(Stored data entries)
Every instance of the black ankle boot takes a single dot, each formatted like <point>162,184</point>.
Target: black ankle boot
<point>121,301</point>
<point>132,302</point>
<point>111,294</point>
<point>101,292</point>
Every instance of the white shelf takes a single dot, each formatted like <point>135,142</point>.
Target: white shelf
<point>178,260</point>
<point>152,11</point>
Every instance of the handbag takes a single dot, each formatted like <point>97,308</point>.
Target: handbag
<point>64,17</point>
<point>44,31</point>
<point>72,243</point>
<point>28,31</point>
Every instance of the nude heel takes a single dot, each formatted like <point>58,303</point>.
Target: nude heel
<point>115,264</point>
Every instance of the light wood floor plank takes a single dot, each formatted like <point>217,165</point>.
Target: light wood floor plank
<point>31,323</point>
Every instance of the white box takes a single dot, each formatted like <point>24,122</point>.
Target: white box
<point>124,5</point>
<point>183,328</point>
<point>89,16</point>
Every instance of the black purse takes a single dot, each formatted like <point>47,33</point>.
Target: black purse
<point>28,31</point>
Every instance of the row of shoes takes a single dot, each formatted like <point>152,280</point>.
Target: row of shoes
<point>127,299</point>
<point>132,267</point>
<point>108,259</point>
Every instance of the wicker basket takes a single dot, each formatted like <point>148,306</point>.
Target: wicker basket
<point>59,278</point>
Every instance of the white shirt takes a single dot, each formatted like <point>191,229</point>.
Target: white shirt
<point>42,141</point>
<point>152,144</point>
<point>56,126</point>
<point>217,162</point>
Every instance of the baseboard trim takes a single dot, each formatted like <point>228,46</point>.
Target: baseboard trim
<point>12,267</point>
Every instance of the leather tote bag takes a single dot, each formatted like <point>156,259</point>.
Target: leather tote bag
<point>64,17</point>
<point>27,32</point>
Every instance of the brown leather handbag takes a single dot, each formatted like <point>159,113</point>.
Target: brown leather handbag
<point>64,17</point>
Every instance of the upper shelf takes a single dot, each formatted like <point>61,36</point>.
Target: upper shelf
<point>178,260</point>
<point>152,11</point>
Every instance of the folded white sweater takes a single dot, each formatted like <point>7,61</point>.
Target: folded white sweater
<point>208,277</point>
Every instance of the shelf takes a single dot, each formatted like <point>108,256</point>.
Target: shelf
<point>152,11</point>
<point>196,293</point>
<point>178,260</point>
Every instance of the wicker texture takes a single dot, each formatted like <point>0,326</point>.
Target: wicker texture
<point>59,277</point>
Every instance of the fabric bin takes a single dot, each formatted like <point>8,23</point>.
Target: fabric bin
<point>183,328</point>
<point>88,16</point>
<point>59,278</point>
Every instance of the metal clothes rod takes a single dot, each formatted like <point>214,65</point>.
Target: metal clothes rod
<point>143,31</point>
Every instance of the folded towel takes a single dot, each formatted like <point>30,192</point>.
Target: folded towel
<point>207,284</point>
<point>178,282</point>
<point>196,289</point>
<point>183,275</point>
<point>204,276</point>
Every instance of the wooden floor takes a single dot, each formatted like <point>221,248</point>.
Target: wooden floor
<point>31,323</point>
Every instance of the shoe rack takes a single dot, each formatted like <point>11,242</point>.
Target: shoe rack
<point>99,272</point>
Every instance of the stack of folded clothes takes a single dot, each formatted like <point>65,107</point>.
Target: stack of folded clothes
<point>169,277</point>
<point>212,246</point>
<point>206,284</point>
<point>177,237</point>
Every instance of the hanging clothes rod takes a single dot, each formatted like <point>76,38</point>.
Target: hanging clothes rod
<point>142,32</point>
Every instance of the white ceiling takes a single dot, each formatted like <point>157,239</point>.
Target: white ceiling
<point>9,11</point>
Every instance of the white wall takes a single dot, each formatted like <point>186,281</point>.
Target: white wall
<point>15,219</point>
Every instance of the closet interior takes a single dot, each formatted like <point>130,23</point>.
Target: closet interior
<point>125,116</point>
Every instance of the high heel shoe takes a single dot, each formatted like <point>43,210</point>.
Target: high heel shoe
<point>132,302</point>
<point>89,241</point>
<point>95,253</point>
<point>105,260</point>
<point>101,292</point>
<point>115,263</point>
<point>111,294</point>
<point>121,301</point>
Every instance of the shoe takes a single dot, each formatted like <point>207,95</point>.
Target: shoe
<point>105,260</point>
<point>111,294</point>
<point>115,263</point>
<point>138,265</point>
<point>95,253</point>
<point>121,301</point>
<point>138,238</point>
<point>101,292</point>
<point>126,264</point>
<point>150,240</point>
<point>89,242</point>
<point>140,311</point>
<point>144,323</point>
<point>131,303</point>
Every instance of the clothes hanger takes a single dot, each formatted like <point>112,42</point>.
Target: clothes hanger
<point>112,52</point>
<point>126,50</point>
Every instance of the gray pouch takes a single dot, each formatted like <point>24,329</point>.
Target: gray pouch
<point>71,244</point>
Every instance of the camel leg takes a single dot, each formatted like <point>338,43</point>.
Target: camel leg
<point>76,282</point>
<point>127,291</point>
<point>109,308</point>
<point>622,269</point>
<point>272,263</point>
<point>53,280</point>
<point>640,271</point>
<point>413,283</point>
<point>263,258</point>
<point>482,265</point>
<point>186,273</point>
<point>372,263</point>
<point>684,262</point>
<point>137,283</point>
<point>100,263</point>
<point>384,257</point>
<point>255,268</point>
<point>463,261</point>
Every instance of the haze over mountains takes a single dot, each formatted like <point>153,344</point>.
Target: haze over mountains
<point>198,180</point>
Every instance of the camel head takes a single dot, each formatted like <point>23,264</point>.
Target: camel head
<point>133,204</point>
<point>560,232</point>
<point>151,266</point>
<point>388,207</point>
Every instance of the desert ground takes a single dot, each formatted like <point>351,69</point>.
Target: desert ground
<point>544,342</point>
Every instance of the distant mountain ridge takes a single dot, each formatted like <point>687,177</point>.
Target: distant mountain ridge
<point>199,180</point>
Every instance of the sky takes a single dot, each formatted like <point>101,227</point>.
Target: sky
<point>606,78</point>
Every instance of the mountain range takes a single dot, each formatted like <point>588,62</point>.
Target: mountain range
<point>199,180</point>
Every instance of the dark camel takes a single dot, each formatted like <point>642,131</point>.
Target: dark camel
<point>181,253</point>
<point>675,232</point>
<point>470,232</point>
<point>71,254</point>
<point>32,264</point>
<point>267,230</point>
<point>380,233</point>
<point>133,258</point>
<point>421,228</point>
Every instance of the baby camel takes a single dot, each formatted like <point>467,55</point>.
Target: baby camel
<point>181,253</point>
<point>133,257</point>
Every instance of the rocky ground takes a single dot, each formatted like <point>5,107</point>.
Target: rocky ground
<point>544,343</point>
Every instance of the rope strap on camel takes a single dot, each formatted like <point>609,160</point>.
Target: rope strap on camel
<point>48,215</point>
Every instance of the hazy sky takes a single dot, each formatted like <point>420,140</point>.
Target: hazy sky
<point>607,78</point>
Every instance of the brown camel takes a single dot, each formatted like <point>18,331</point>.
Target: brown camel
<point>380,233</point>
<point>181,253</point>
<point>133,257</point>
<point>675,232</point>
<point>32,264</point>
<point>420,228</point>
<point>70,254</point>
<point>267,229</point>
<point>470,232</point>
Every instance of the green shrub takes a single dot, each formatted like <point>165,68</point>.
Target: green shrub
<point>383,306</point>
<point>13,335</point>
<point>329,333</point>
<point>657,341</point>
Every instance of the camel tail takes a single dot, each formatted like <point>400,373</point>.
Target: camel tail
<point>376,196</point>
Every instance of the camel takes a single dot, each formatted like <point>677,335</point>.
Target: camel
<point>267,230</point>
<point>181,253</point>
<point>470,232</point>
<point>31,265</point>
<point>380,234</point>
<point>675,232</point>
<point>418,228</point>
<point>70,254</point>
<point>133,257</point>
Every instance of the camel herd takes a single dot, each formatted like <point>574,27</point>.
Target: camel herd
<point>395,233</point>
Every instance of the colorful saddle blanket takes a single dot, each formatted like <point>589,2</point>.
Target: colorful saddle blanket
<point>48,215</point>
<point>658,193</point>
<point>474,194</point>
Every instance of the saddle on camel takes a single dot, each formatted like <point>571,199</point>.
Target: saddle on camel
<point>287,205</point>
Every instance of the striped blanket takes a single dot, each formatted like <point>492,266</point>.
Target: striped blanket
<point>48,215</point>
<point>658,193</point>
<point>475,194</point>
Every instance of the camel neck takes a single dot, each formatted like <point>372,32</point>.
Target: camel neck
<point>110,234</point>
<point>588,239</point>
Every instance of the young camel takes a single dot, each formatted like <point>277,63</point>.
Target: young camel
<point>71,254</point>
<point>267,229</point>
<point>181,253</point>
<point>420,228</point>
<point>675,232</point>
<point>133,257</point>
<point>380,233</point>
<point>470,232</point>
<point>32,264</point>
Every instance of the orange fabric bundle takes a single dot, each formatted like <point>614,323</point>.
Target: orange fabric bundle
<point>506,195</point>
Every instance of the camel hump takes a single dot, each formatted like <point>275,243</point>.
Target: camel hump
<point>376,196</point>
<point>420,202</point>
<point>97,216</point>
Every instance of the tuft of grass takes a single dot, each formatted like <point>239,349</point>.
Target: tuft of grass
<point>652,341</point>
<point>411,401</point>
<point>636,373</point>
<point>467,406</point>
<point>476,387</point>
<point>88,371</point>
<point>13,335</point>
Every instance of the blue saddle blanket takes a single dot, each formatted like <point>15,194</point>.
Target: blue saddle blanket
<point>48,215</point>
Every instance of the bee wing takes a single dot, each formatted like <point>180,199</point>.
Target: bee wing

TASK STATEMENT
Every line in the data above that contains the word "wing" counts; report how many there are and nothing more.

RESPONSE TO THE TASK
2